PROVIDED TEXT →

>>>

Army Corps Alters Saylorville Lake Operations in Anticipation of Spring Flooding

Published March 5, 2010

JOHNSTON, Iowa – In preparation for the National Weather Service’s high probability forecast for spring 2010 flooding due to snowmelt and rainfall runoff, the U.S. Army Corps of Engineers has approved a temporary, minor deviation from the authorized Saylorville Lake Regulation Plan.


The deviation, as requested by the City of Des Moines, Iowa, assists in conserving flood storage capacity in the lake.  The deviation permits operating the lake to control for a stage of 26 feet at the S.E. 6th Street gage in Des Moines, an increase of two feet above the authorized control stage of 24 feet.  As conditions permit, the deviation allows higher outflows between March 8 and April 20 to keep the lake at its lowest possible level without causing additional flood damages downstream.


The deviation will increase Lake Red Rock inflows and may impact outflows; however, Lake Red Rock releases will not be increased above the regulated, non-damaging, maximum outflows.  If necessary, maintaining the tandem operation of Saylorville and Red Rock lakes’ pools will supersede the temporary deviation.


Saylorville Lake’s pool elevation is being maintained at the normal conservation pool level of 836 feet.  The conservation pool occupies approximately 11.5 percent of Saylorville Lake's total storage capacity.   The conservation pool consists of approximately 73,600 acre feet of water (23.9 billion U.S. gallons) that must be maintained for authorized project purposes to include providing state-contracted water supply.

<<<

TASKS AND EXERCISES →
• 1. In the Saylorville Lake article, translate this sentence into Spanish: "The deviation, as requested by the City of Des Moines, Iowa, assists in conserving flood storage capacity in the lake."
• 2. Write out the passage of the Saylorville Lake article starting at "Published March 5, 2010" and ending at "flood damages downstream.", word for word.
The rows have no connection to the Saylorville Lake article.

DATA LINES →
>>>

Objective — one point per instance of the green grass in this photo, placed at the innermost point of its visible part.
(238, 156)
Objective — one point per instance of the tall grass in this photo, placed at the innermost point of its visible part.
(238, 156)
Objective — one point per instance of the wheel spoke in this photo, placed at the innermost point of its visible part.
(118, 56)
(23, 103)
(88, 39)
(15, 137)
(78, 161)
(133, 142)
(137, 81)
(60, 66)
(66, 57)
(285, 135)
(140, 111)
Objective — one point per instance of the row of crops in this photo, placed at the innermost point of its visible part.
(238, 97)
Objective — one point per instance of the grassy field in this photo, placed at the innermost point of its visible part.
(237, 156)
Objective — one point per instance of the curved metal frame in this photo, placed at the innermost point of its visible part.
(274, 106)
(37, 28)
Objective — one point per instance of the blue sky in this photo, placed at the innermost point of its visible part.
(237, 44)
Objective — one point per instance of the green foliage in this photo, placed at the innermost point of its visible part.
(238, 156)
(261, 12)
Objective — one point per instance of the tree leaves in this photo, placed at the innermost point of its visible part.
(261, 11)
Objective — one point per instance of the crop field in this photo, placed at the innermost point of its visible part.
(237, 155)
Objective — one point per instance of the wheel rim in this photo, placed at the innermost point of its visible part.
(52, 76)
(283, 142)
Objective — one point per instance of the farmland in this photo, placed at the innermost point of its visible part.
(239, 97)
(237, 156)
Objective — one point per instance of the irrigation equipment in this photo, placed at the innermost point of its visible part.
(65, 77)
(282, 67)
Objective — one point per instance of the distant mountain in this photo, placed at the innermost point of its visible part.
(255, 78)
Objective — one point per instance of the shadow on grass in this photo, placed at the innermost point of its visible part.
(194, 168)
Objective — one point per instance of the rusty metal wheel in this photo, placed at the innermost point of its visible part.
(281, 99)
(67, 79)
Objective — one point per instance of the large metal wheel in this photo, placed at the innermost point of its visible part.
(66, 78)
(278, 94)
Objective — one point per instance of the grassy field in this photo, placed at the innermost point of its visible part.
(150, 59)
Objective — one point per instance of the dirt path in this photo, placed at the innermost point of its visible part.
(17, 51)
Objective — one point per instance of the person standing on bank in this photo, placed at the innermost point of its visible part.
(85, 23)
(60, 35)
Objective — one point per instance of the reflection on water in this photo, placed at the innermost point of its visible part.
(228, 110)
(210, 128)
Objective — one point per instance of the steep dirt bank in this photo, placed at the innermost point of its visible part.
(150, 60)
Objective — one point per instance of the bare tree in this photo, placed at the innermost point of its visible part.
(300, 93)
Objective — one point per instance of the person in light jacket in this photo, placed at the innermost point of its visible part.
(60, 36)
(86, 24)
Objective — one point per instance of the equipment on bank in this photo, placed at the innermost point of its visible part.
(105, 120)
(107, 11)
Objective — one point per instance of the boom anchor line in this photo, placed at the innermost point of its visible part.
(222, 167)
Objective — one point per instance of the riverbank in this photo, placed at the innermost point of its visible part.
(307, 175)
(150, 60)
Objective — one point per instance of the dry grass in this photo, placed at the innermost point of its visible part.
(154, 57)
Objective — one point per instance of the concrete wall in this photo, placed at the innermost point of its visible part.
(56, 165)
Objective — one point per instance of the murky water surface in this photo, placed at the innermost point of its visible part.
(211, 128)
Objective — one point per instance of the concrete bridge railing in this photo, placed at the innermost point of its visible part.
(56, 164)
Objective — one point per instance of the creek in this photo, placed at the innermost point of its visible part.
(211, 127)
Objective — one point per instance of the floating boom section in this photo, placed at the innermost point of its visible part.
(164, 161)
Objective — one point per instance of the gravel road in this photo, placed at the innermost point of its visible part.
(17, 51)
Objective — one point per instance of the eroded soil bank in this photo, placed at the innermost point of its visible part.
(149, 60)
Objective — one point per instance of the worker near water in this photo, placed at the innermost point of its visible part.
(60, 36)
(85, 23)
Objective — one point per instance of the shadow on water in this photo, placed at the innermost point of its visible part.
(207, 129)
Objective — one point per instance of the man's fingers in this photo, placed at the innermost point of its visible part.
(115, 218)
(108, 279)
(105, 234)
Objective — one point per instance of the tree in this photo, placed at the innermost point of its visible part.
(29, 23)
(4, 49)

<<<

EXERCISE RESULTS →
• 1. La desviación, solicitada por la ciudad de Des Moines, Iowa, ayuda a conservar la capacidad de almacenamiento para inundaciones en el lago.

• 2.
Published March 5, 2010

JOHNSTON, Iowa – In preparation for the National Weather Service’s high probability forecast for spring 2010 flooding due to snowmelt and rainfall runoff, the U.S. Army Corps of Engineers has approved a temporary, minor deviation from the authorized Saylorville Lake Regulation Plan.


The deviation, as requested by the City of Des Moines, Iowa, assists in conserving flood storage capacity in the lake.  The deviation permits operating the lake to control for a stage of 26 feet at the S.E. 6th Street gage in Des Moines, an increase of two feet above the authorized control stage of 24 feet.  As conditions permit, the deviation allows higher outflows between March 8 and April 20 to keep the lake at its lowest possible level without causing additional flood damages downstream.